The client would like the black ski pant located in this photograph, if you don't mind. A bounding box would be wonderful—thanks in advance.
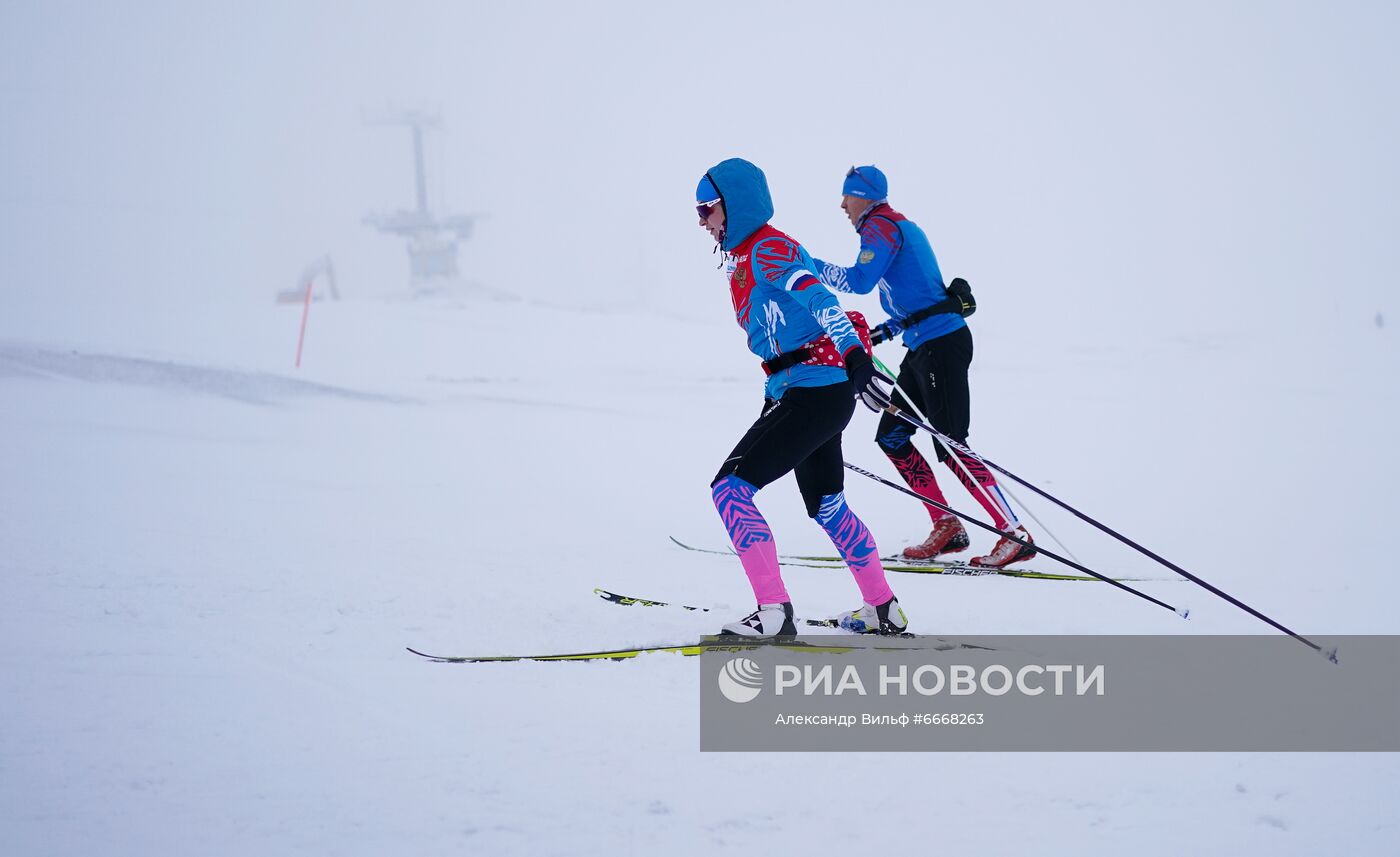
[876,325,973,461]
[712,381,856,518]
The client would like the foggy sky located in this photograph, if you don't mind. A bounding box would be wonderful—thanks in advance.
[2,1,1396,354]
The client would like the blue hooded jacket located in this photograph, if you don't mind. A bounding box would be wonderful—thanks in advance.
[701,158,866,400]
[703,158,774,252]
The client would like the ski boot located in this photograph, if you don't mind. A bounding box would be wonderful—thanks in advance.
[902,516,970,560]
[971,526,1036,568]
[837,596,909,635]
[721,602,797,636]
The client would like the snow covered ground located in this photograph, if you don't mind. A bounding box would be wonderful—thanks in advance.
[2,284,1397,855]
[5,1,1400,854]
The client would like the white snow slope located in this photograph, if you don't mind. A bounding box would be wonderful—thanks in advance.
[4,2,1400,854]
[1,285,1396,856]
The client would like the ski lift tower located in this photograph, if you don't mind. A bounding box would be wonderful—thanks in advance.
[363,109,476,291]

· · · ·

_Exercise prompt_:
Return the full listing above verbatim, please, but without its images.

_Task answer_:
The client would like the black ski pant located in this photograph, if you don't mind. A bounding box would be wonderful—thanks in advance.
[876,325,973,461]
[712,381,856,518]
The client would like the foggy sky located in this photograph, if you don't mind. A bounding box would be wonderful—thanks in advance.
[2,1,1396,354]
The client would like the blue hooded jacket located in this photograph, if you don't mind. A bounding box would be wonderful—thanks in advance.
[701,158,866,400]
[703,158,774,252]
The client would like the ski boot located in this photograph, if you don't mind. A bounding box would be wonderful—thanks in advance.
[902,516,970,560]
[971,526,1036,568]
[837,596,909,635]
[721,602,797,636]
The client would like the snow covered ground located in this photograph, if you don't mind. A bounding box would be wonderful—thanks in advance.
[2,284,1397,855]
[5,1,1400,854]
The client would like the white snow slope located in this photograph, if you don't mind. A bounding box would be wonderful—thanks in advance.
[4,2,1400,854]
[1,285,1396,856]
The client would like the ski lift tower located in this photograph, if you don't mind. A bounding box would be wonderful—thanks in advance.
[363,109,476,291]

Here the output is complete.